#### Document excerpt

——

27. Design Patterns - Six Main Principles
- Single Responsibility Principle (SRP):
- A class should have only one reason to change, meaning it should have only one responsibility.
- Liskov Substitution Principle (LSP):
- Objects of a superclass should be replaceable with objects of a subclass without affecting the correctness of the program.
- Dependency Inversion Principle (DIP):
- High-level modules should not depend on low-level modules. Both should depend on abstractions. Abstractions should not depend on details; details should depend on abstractions.
- Interface Segregation Principle (ISP):
- A class should not be forced to implement interfaces it does not use.
- Open/Closed Principle (OCP):
- Software entities (classes, modules, functions, etc.) should be open for extension but closed for modification.
- Law of Demeter (LoD):
- A module should not have knowledge of the inner workings of the objects it manipulates, and it should interact only with its immediate neighbors.
28. Understanding MySQL Architecture
MySQL architecture consists of two layers: MySQL Server layer and Storage Engine layer.
- MySQL Server Layer:
- Connection Layer: Handles communication protocol, thread management, and user authentication.
- SQL Layer: Manages SQL parsing, query caching, query optimization, and execution planning.

——

#### Given information
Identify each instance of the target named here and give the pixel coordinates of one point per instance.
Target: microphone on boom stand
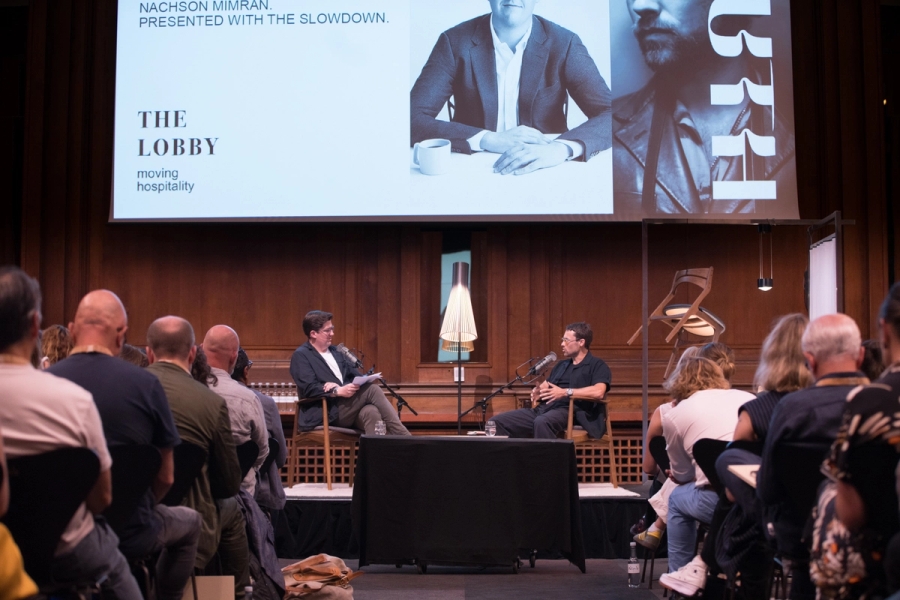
(356, 363)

——

#### Exercise task 1
Which principles does the design-principles text list under "Six Main Principles"?
#### Exercise task 2
Can you reproduce the part of the design-principles text that opens with the words containing "27. Design Patterns" and closes with "of the program."?

#### Correct output 1
- Single Responsibility Principle (SRP)
- Liskov Substitution Principle (LSP)
- Dependency Inversion Principle (DIP)
- Interface Segregation Principle (ISP)
- Open/Closed Principle (OCP)
- Law of Demeter (LoD)

#### Correct output 2
27. Design Patterns - Six Main Principles
- Single Responsibility Principle (SRP):
- A class should have only one reason to change, meaning it should have only one responsibility.
- Liskov Substitution Principle (LSP):
- Objects of a superclass should be replaceable with objects of a subclass without affecting the correctness of the program.